§ **What you have to do**: Return all of the entries exactly as written.

....

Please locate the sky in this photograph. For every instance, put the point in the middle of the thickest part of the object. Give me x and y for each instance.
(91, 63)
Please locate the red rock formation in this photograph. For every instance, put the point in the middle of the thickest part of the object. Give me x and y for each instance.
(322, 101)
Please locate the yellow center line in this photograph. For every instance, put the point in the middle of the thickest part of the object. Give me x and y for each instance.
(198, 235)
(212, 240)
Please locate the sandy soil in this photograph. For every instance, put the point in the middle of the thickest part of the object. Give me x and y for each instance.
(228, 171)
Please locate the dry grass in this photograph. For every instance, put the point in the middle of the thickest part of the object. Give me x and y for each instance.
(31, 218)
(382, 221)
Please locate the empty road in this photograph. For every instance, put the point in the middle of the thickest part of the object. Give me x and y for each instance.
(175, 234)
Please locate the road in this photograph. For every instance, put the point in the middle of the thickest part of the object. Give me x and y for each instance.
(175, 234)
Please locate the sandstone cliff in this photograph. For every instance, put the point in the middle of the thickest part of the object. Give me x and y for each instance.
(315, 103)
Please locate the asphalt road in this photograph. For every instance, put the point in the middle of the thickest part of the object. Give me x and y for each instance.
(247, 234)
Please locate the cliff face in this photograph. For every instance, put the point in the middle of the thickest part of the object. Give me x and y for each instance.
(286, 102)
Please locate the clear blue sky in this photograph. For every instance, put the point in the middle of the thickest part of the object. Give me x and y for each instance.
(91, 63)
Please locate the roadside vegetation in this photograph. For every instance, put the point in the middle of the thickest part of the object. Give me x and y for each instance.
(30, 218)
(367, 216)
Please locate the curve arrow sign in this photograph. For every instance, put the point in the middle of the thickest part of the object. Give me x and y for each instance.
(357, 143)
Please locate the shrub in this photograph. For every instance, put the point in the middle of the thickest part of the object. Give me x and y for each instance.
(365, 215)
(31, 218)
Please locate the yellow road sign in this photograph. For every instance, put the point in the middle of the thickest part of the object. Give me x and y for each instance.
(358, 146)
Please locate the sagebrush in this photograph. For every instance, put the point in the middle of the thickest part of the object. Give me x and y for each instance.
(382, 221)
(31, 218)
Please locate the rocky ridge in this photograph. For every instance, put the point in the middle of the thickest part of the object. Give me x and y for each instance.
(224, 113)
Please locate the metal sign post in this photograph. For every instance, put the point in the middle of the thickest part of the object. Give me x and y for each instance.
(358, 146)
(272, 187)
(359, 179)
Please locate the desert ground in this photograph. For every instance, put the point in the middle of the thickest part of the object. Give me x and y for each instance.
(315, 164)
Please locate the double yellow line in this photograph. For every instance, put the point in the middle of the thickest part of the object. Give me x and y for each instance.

....

§ **Your solution**:
Please locate the sky in this photograph. For every instance, put the point in the middle of the thickest part of the object. Give me x and y for each instance.
(91, 63)
Please locate the red rock formation in this photograph. For every instance, put the point in the middle of the thickest part of the object. Give me x and y for each instance.
(322, 101)
Please locate the yellow center line in this photograph. For every instance, put the point in the middle of the thickest part of the object. Give me x and y for each instance.
(198, 235)
(212, 240)
Please locate the sandy soil in this photograph. For every instance, put the point in the middle of the thickest part of the object. Give me x and y for each instance.
(228, 171)
Please locate the dry grass in this photograph. For every instance, put the point in the middle of the thickest part of the object. Give me x and y for each instance.
(31, 218)
(382, 221)
Please locate the empty road in this photograph. For every instance, put the point in the middle of the thickest part of the object. Give me x and y for each instance.
(175, 234)
Please locate the road in this photograph. For every instance, put the point in the middle of the thickest part of the object. Give me x and y for each instance.
(175, 234)
Please locate the sandstone cliff in this photograph. For every instance, put the point in the middle of the thickest part of the object. Give me x and y for each instance.
(315, 103)
Please locate the asphalt road in this photograph. For every instance, put the point in the middle of the thickest part of the object. Give me x and y for each instance.
(247, 234)
Please locate the cliff face in this photograph. For every instance, put the point in the middle of the thickest part of the object. Give me x and y for each instance.
(286, 102)
Please locate the clear blue sky in this photograph. For every instance, put the point in the middle of the thickest part of the object. Give me x and y for each instance.
(91, 63)
Please locate the roadside vegetation in this photograph. For every instance, put the point in the middle of the thickest part of the object. Give me x and y for each instance.
(30, 218)
(367, 216)
Please locate the curve arrow sign in this photograph. For every instance, put the point in the middle of the thickest part of the object. Give me x and y for each instance.
(357, 143)
Please locate the shrub in this photograph. For every instance, put the point in the middle of the thickest part of the object. Give me x and y for each instance.
(365, 215)
(31, 218)
Please locate the yellow road sign in this photograph. For every instance, put the point in the middle of the thickest part of the object. Give me x and y for each instance.
(358, 146)
Please locate the sagebrush in this photograph. For every instance, put the point in the middle of the thickest part of the object. Give me x and y for each instance.
(382, 221)
(31, 218)
Please locate the rocky ridge in this photograph. For every instance, put the point in the middle of the thickest part of the object. Give me x and y for each instance.
(224, 113)
Please locate the metal sign post in this photograph. For every instance, put the point in the middle of the thickest part of the object. Give me x and y for each instance.
(358, 146)
(272, 187)
(359, 179)
Please locate the desert ground in this photograph. For every instance, put the point in the middle of the thickest part of the object. Give me x and y for each instance.
(315, 164)
Please locate the double yellow line in this photograph. For every instance, put the point in the middle of the thickest part of the object. Give me x and y for each instance.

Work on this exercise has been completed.